Written problem ::
Return the records below from the line containing "tower in the photo above." onward, exactly, through and including the last line.

Material for this exercise ::
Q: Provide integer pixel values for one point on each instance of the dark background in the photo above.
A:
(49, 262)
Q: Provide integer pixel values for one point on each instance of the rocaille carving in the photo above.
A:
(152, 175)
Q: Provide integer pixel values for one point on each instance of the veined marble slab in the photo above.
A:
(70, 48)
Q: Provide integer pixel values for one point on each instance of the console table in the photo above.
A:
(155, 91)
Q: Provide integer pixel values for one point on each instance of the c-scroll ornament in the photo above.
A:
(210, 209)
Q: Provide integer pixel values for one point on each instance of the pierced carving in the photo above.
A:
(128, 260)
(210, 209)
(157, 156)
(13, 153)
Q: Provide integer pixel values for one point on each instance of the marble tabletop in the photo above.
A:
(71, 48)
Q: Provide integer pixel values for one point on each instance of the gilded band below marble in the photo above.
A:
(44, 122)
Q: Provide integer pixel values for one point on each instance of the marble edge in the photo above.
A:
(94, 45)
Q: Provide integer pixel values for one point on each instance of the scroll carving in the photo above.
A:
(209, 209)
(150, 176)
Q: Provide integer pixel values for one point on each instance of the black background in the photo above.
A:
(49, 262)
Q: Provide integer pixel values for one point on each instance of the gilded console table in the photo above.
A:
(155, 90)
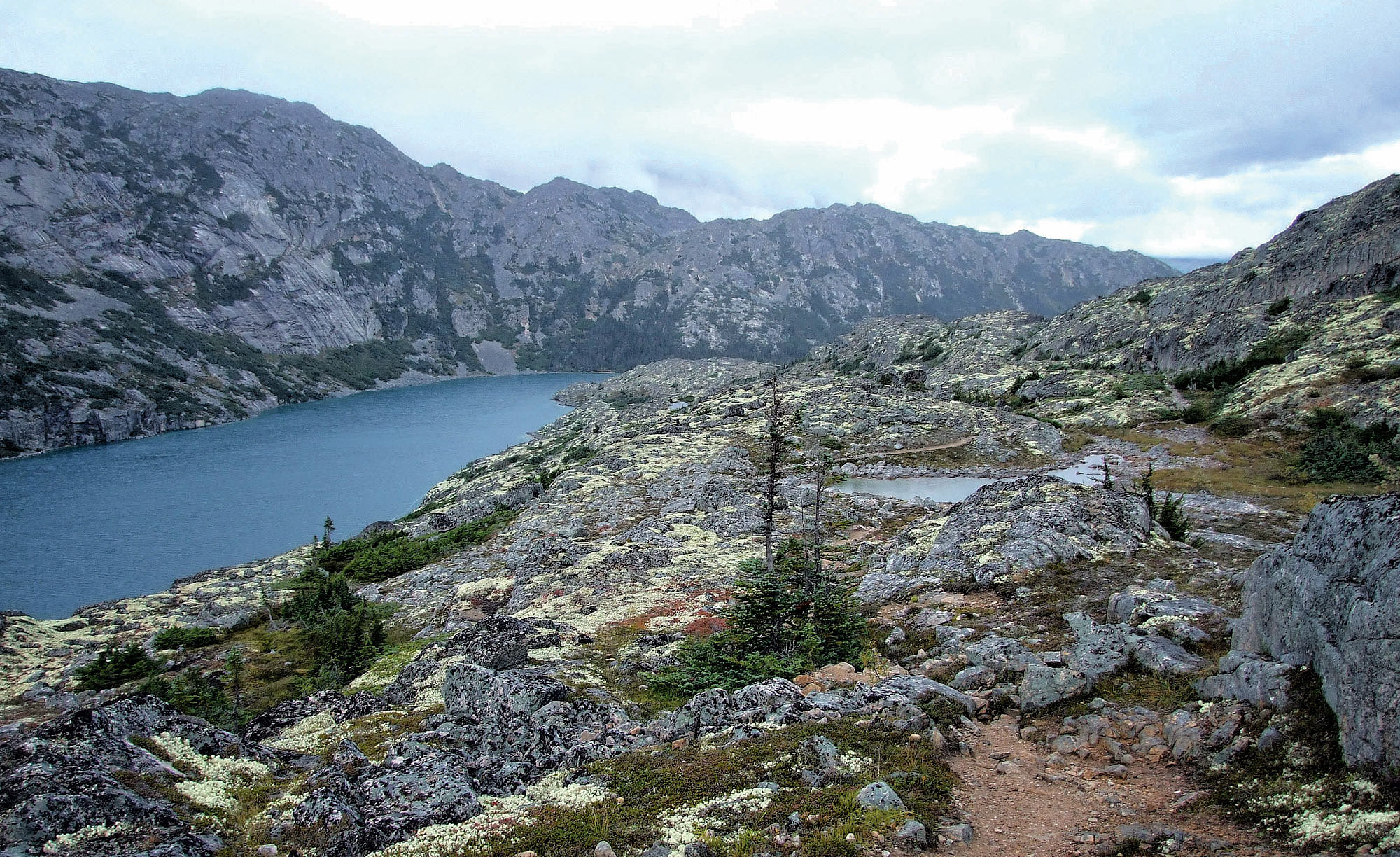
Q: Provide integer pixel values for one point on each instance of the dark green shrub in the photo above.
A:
(344, 631)
(117, 667)
(186, 638)
(388, 555)
(1233, 425)
(782, 622)
(1339, 452)
(1172, 517)
(197, 695)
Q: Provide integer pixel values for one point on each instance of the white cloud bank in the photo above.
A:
(1185, 128)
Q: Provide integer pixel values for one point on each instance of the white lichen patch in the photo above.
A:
(310, 736)
(499, 816)
(690, 824)
(556, 790)
(1325, 828)
(80, 841)
(215, 781)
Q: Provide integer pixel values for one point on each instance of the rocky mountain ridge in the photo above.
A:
(170, 263)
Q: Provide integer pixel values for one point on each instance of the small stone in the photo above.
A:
(913, 832)
(960, 834)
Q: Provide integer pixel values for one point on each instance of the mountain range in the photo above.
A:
(178, 261)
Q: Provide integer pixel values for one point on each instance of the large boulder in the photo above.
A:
(1007, 531)
(1329, 601)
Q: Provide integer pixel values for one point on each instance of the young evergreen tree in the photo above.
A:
(775, 450)
(821, 473)
(782, 622)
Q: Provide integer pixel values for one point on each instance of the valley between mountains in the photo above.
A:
(177, 263)
(1196, 653)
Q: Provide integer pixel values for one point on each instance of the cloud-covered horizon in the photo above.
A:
(1178, 130)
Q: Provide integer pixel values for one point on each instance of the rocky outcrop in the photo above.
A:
(1329, 601)
(156, 250)
(1007, 531)
(108, 781)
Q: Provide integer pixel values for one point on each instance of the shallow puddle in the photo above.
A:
(951, 489)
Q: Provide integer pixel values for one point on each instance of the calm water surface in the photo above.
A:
(99, 523)
(951, 489)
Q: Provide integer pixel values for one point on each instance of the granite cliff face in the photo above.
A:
(1308, 320)
(169, 263)
(1328, 603)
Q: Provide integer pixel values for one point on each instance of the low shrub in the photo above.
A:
(115, 667)
(782, 622)
(1339, 452)
(186, 638)
(388, 555)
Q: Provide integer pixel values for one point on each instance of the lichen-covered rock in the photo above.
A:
(1044, 687)
(1329, 600)
(1161, 608)
(1007, 531)
(82, 776)
(999, 655)
(1251, 678)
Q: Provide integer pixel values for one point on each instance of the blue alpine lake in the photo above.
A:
(99, 523)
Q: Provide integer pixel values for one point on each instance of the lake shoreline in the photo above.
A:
(142, 516)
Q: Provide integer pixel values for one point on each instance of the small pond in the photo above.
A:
(951, 489)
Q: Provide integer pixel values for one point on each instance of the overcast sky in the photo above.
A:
(1181, 128)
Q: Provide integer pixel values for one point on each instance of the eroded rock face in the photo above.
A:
(1007, 531)
(1329, 601)
(76, 774)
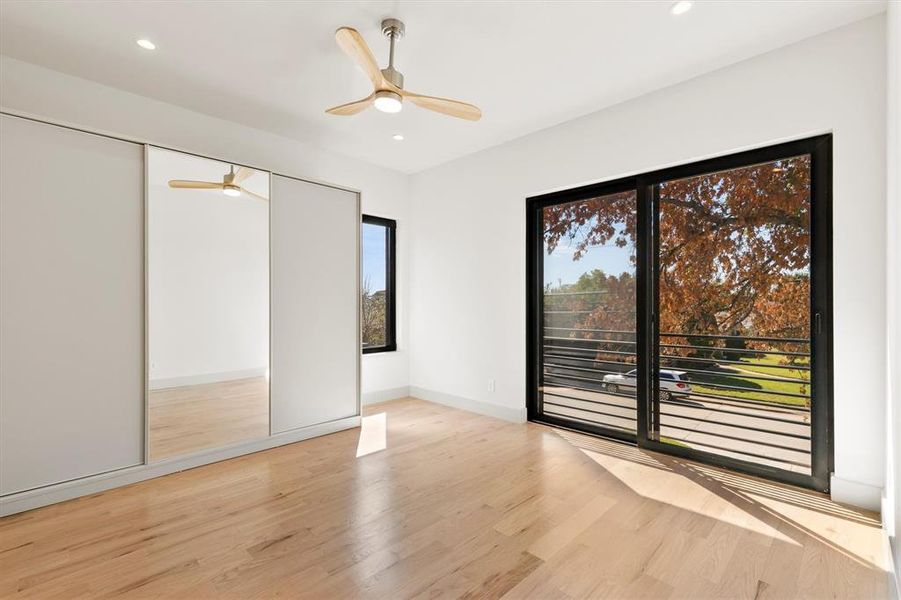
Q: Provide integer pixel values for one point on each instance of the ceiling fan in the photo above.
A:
(230, 186)
(388, 84)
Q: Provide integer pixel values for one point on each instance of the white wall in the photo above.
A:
(891, 506)
(43, 93)
(467, 275)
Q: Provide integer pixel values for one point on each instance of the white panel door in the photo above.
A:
(315, 236)
(71, 304)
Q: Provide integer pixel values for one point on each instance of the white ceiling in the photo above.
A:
(528, 65)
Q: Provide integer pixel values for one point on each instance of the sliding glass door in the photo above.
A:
(588, 360)
(688, 310)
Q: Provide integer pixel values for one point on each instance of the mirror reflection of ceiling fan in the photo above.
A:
(388, 91)
(230, 186)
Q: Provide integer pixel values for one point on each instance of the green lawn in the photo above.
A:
(756, 389)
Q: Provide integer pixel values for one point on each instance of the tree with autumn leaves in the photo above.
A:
(734, 255)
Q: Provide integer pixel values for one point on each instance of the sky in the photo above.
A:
(374, 256)
(559, 266)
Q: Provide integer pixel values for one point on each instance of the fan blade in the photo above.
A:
(355, 47)
(352, 108)
(241, 174)
(454, 108)
(253, 195)
(194, 185)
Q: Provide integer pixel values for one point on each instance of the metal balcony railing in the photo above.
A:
(750, 401)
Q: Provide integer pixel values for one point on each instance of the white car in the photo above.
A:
(672, 383)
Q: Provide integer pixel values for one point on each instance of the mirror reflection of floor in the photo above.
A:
(196, 417)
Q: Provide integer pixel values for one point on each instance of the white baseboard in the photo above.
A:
(515, 415)
(22, 501)
(855, 493)
(891, 565)
(169, 382)
(385, 395)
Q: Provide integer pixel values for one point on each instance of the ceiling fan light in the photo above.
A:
(387, 101)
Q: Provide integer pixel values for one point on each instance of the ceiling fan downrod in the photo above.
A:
(393, 29)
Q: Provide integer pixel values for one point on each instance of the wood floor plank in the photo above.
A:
(455, 505)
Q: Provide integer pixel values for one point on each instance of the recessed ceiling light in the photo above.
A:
(681, 7)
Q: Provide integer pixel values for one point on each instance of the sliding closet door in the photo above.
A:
(71, 304)
(315, 233)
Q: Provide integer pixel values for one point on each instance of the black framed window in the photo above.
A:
(689, 310)
(377, 283)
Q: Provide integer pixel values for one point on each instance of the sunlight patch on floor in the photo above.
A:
(373, 434)
(677, 490)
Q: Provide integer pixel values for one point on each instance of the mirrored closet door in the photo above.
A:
(207, 304)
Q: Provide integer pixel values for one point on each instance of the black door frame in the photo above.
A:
(647, 243)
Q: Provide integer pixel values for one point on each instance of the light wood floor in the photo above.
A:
(195, 417)
(446, 504)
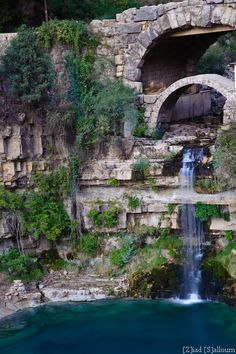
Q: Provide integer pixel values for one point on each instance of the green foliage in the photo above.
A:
(107, 218)
(70, 32)
(10, 201)
(164, 232)
(158, 133)
(121, 256)
(152, 184)
(27, 69)
(90, 244)
(44, 216)
(171, 208)
(140, 168)
(113, 182)
(41, 213)
(207, 211)
(225, 158)
(104, 109)
(207, 185)
(144, 230)
(213, 61)
(170, 156)
(133, 202)
(52, 260)
(102, 106)
(19, 266)
(228, 235)
(141, 127)
(61, 118)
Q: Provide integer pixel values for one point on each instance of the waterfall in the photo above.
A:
(192, 228)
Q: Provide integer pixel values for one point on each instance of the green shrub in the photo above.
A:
(228, 235)
(90, 244)
(225, 158)
(27, 69)
(158, 133)
(133, 202)
(141, 127)
(144, 230)
(208, 185)
(171, 208)
(213, 61)
(152, 184)
(51, 259)
(121, 256)
(164, 232)
(207, 211)
(107, 218)
(19, 266)
(140, 168)
(41, 213)
(104, 110)
(70, 32)
(170, 156)
(113, 182)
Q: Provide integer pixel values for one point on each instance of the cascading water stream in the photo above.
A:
(192, 228)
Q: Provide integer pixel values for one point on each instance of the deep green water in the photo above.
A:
(123, 327)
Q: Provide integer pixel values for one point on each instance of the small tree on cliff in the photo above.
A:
(27, 69)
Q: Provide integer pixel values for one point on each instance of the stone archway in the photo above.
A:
(174, 19)
(165, 102)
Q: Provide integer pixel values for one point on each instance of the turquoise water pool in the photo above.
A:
(124, 327)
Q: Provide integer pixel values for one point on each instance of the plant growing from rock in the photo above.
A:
(90, 244)
(121, 256)
(20, 266)
(141, 127)
(113, 182)
(228, 235)
(206, 211)
(27, 69)
(207, 185)
(225, 158)
(171, 208)
(140, 168)
(107, 218)
(133, 202)
(152, 184)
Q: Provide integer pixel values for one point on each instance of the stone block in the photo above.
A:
(2, 151)
(181, 19)
(137, 50)
(150, 99)
(164, 23)
(205, 18)
(119, 68)
(146, 13)
(131, 73)
(8, 170)
(214, 1)
(137, 86)
(145, 38)
(226, 15)
(128, 28)
(14, 148)
(217, 14)
(160, 10)
(119, 59)
(172, 19)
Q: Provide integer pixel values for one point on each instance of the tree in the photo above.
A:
(27, 69)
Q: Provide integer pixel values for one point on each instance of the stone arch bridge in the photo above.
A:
(155, 47)
(166, 101)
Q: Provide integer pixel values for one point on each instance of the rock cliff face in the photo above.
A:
(110, 175)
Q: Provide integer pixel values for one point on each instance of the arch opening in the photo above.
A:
(205, 106)
(175, 55)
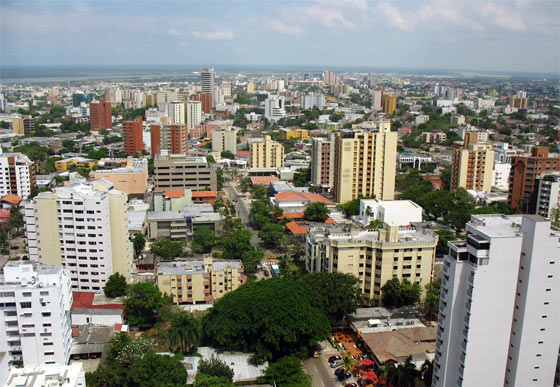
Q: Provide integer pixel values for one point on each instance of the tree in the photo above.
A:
(185, 331)
(316, 212)
(272, 318)
(142, 305)
(215, 367)
(166, 248)
(115, 286)
(287, 371)
(336, 294)
(203, 239)
(396, 293)
(138, 242)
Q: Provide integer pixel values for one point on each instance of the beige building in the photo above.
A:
(472, 165)
(372, 256)
(197, 281)
(365, 162)
(132, 178)
(83, 227)
(267, 154)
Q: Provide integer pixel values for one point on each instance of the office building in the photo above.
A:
(196, 281)
(17, 174)
(365, 162)
(372, 256)
(35, 325)
(176, 171)
(523, 188)
(224, 139)
(274, 108)
(132, 137)
(171, 138)
(194, 114)
(472, 165)
(100, 115)
(548, 195)
(499, 305)
(322, 161)
(83, 227)
(267, 154)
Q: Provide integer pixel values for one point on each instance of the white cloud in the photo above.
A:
(215, 35)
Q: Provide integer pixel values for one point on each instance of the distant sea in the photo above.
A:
(71, 73)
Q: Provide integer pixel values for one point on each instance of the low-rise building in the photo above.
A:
(196, 281)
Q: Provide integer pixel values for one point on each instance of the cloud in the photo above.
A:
(215, 35)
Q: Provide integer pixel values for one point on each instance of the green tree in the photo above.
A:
(203, 239)
(115, 286)
(336, 294)
(287, 371)
(142, 305)
(215, 367)
(272, 318)
(185, 331)
(166, 248)
(316, 212)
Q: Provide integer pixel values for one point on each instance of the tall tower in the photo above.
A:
(499, 305)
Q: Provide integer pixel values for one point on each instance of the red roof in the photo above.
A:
(12, 199)
(295, 196)
(263, 180)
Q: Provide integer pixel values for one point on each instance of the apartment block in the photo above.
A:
(197, 281)
(472, 166)
(322, 161)
(17, 174)
(83, 227)
(132, 137)
(373, 256)
(499, 305)
(35, 326)
(365, 162)
(267, 154)
(176, 171)
(523, 188)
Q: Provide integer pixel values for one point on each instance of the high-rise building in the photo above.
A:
(207, 81)
(365, 162)
(267, 154)
(17, 174)
(132, 136)
(499, 305)
(83, 227)
(523, 188)
(100, 115)
(35, 324)
(472, 165)
(194, 114)
(224, 139)
(373, 257)
(322, 161)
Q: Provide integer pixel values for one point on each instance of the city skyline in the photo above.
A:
(435, 34)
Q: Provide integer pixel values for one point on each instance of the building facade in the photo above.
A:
(365, 162)
(506, 336)
(83, 227)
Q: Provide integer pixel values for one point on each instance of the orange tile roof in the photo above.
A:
(12, 199)
(263, 180)
(295, 228)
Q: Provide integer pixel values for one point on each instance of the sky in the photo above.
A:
(495, 35)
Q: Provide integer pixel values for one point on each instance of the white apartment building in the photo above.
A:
(35, 326)
(83, 227)
(17, 174)
(548, 195)
(274, 107)
(194, 114)
(499, 305)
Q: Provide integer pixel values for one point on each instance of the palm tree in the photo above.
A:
(185, 331)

Result of the exercise ::
Q: Provide integer pixel values for one point on each instance of the tall tower in the photo above.
A:
(499, 305)
Q: Provide integer pixel values for one point on each instance of the red roof in the photo above.
A:
(12, 199)
(295, 196)
(263, 180)
Q: Provide integer pixel values for one point on each instance of the apartment block in the photo above.
A:
(197, 281)
(472, 166)
(322, 161)
(17, 174)
(83, 227)
(132, 137)
(373, 256)
(499, 305)
(35, 326)
(365, 162)
(267, 154)
(176, 171)
(523, 188)
Q: Provide integer pixel values for one point on each instance of the high-rise building in the photo above.
A:
(207, 81)
(365, 162)
(267, 154)
(17, 174)
(132, 136)
(499, 305)
(83, 227)
(523, 188)
(100, 115)
(35, 324)
(472, 165)
(194, 114)
(224, 139)
(373, 257)
(322, 161)
Q: Provide integer pixel values for one point on each instance of the city skyline in the photo above.
A:
(435, 34)
Q: Provide integer pixel values for one point on each instance of the building facade in the photo above.
A:
(365, 162)
(506, 336)
(83, 227)
Q: Provide integer pixel values for one point on each instance of the orange tile roof in the photo above.
A:
(12, 199)
(263, 180)
(295, 228)
Q: Provide integer pixel values for one point on each instance of the sky in the photo above.
A:
(495, 35)
Q: Provide integer pixel values for one point on each instance of the white apartment building in the photo above.
A:
(35, 326)
(83, 227)
(17, 174)
(548, 195)
(274, 107)
(194, 114)
(499, 305)
Q: Provide integer pixel values for one point on each instance of the palm tree in the photo above.
A:
(185, 331)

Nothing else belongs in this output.